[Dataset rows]

══════════════════════════════

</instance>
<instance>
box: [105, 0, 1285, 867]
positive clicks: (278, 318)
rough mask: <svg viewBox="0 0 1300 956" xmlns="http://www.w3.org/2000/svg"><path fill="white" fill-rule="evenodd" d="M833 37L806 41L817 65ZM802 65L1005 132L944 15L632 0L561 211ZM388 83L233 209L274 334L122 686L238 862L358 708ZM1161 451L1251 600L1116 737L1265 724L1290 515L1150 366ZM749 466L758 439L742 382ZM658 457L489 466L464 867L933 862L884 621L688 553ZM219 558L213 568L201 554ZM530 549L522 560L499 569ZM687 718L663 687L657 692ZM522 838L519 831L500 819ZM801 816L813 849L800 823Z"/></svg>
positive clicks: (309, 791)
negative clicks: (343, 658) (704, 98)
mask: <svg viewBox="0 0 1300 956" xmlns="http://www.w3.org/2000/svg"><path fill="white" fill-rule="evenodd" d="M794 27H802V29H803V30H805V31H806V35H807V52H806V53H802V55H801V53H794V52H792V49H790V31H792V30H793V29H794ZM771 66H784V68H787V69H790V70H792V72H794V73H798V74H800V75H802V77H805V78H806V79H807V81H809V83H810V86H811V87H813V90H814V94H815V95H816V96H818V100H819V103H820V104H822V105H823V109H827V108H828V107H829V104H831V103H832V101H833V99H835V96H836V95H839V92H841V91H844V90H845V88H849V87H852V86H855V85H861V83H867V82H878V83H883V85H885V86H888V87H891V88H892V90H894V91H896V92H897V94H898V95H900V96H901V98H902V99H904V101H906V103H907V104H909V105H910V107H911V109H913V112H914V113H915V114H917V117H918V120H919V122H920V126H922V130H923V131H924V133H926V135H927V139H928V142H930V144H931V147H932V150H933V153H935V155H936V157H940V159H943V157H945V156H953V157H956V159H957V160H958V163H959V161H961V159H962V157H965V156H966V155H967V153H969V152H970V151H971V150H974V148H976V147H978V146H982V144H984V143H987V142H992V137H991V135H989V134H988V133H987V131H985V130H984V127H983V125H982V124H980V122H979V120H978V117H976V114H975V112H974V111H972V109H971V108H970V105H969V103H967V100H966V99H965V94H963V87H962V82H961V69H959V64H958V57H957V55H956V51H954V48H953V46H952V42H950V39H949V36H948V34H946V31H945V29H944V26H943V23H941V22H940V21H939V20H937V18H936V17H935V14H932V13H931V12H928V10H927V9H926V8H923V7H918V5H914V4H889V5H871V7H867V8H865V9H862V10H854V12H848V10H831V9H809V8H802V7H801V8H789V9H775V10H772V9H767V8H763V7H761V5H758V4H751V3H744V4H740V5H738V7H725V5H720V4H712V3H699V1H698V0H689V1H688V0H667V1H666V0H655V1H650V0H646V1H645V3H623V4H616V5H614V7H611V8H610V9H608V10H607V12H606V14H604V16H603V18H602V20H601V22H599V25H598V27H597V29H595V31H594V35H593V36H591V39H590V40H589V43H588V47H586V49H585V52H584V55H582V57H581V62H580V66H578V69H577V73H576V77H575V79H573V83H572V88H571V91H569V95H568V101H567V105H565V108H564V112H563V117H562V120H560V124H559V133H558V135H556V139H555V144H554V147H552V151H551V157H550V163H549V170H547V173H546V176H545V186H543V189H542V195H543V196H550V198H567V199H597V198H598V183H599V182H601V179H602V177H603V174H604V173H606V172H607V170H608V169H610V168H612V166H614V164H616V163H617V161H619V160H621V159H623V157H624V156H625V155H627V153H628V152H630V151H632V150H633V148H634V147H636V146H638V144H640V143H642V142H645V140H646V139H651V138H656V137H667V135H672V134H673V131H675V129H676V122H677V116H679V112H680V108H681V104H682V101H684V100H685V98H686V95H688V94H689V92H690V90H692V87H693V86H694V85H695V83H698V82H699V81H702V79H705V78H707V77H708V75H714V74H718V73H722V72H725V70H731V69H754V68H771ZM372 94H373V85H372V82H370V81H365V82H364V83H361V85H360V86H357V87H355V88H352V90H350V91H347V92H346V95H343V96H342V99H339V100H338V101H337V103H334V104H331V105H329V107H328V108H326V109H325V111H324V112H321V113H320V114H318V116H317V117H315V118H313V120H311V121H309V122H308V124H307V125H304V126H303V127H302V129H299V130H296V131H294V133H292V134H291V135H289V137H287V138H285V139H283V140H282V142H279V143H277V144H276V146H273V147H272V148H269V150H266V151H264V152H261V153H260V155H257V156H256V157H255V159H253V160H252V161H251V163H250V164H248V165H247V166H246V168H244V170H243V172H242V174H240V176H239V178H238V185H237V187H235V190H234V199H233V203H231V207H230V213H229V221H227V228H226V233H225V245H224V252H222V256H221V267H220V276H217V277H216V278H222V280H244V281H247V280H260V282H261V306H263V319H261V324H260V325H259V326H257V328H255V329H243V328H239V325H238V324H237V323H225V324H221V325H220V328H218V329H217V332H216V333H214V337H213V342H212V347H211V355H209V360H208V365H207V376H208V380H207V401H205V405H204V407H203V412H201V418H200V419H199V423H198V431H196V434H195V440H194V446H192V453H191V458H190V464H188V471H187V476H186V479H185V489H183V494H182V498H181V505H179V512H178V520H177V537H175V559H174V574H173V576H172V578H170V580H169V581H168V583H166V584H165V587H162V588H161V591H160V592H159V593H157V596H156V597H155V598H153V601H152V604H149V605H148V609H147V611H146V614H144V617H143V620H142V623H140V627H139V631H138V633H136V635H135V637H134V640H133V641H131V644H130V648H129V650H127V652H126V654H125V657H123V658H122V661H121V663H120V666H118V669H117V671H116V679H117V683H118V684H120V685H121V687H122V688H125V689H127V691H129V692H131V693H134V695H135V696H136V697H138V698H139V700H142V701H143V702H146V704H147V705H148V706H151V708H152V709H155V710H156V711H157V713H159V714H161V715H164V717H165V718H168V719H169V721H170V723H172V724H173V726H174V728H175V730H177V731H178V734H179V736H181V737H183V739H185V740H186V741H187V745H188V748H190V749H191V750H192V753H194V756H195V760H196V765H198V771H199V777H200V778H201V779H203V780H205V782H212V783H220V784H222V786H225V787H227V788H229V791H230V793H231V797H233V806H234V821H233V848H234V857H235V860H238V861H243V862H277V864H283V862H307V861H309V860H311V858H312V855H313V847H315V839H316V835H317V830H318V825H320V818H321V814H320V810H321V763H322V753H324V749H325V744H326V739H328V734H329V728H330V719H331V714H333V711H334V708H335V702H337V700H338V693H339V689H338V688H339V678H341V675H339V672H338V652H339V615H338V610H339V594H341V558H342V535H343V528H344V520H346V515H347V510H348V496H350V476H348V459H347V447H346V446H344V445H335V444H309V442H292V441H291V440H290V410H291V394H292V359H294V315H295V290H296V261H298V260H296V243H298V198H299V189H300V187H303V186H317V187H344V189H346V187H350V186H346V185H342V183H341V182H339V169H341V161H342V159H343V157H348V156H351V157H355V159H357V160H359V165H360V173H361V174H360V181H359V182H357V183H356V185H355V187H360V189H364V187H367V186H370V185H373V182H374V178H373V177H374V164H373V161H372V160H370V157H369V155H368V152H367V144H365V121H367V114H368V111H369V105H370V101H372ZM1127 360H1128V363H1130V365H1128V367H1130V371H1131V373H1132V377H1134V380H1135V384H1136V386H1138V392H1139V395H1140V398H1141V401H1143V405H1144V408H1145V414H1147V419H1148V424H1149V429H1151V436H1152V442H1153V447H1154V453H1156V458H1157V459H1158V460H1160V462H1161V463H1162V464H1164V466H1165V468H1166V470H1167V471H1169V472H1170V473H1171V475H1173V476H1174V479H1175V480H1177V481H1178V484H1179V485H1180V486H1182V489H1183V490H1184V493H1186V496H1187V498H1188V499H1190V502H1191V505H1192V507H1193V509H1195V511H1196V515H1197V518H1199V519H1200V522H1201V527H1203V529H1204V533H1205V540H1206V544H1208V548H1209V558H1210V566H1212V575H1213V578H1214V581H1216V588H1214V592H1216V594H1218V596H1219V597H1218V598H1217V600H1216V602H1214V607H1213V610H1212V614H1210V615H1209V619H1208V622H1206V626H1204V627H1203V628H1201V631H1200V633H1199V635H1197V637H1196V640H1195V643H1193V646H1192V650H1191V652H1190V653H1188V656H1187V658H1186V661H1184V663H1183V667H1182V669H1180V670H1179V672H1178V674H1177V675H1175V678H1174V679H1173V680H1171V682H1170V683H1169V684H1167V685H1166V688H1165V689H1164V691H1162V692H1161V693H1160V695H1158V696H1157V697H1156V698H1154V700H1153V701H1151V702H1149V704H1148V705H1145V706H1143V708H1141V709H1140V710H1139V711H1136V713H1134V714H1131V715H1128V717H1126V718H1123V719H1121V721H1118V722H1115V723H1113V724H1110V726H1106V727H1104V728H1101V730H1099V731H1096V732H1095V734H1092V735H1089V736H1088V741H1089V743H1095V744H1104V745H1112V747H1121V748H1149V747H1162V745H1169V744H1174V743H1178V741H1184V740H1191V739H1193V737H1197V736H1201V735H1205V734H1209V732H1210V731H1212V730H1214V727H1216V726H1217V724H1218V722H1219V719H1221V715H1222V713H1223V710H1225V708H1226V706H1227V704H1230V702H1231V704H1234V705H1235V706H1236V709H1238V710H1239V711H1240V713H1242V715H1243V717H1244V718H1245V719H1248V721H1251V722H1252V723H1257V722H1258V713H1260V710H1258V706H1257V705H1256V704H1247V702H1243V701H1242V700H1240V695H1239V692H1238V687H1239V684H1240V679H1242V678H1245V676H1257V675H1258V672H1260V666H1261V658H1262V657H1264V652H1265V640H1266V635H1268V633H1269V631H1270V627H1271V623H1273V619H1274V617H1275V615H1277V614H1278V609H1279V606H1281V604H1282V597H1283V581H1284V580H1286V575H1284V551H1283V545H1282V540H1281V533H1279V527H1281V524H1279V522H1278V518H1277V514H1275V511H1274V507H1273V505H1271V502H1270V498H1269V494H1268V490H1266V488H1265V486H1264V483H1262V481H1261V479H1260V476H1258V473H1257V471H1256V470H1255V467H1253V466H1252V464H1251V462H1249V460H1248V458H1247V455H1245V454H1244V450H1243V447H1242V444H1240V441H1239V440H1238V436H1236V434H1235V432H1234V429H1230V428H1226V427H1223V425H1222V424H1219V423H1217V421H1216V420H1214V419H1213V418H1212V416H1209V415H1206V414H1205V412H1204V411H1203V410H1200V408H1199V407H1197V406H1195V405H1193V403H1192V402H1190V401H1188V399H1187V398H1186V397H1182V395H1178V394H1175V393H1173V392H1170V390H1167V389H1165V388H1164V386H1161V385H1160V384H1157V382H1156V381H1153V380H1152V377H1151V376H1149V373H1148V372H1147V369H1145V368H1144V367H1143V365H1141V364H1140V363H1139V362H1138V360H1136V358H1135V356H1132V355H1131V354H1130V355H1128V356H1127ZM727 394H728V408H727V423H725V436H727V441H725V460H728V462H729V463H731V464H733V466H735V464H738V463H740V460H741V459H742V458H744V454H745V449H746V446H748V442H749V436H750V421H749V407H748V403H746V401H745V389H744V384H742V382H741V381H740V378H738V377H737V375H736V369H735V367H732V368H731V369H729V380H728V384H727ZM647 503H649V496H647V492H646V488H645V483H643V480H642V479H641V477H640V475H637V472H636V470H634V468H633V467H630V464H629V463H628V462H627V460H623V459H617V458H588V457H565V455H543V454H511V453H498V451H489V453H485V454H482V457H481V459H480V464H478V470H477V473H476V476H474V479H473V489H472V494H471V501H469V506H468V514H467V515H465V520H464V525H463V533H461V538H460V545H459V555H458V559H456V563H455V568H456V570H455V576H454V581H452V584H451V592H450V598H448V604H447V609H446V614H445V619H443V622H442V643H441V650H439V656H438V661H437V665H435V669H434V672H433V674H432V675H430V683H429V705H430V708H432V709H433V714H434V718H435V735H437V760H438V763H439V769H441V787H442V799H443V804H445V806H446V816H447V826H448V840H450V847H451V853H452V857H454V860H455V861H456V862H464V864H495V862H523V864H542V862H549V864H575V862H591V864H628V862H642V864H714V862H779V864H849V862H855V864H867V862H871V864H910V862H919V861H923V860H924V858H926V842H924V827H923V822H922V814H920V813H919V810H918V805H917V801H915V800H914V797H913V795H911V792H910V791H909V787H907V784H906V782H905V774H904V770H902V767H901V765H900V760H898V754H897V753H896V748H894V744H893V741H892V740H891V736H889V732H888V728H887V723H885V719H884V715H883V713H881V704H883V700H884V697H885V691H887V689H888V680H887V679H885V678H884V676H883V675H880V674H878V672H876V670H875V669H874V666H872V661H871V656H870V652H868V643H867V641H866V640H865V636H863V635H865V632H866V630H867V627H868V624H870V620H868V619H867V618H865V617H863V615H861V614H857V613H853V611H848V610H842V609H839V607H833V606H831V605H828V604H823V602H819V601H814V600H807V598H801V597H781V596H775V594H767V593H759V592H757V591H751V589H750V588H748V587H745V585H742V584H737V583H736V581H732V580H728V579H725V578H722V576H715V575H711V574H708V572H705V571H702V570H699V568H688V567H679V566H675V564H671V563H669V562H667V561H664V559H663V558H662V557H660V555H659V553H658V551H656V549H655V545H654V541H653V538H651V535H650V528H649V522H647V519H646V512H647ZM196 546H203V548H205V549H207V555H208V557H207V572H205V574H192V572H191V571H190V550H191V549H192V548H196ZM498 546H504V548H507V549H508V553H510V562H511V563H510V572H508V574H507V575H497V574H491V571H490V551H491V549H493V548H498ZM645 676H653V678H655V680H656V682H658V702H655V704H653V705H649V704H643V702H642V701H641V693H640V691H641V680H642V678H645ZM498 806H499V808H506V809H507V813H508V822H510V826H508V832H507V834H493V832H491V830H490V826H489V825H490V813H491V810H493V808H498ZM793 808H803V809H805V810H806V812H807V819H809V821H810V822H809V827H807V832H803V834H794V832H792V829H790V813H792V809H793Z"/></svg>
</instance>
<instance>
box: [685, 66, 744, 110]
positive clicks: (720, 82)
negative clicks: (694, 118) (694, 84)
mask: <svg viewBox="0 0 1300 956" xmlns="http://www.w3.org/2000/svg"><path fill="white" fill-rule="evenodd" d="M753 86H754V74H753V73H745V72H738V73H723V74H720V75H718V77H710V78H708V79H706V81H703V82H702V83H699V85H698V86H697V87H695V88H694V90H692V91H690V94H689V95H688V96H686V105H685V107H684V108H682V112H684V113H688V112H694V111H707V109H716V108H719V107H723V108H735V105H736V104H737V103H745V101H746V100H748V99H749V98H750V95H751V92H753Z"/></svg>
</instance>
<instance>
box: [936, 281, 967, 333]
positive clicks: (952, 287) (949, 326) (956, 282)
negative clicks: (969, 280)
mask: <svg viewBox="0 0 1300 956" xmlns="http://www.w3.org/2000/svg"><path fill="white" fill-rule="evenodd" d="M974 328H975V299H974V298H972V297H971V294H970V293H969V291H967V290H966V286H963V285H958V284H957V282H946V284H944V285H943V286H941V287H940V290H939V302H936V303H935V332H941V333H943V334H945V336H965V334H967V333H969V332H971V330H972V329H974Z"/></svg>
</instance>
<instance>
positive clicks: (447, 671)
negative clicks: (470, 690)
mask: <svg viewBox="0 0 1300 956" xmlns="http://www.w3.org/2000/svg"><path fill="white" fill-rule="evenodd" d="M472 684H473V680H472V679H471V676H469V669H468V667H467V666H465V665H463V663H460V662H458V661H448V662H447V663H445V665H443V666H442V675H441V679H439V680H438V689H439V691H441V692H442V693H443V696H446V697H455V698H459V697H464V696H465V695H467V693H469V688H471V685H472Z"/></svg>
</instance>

══════════════════════════════

Reproduce the rows verbatim from the start through the line that contains "positive clicks: (278, 318)", including that line.

</instance>
<instance>
box: [105, 0, 1285, 867]
positive clicks: (278, 318)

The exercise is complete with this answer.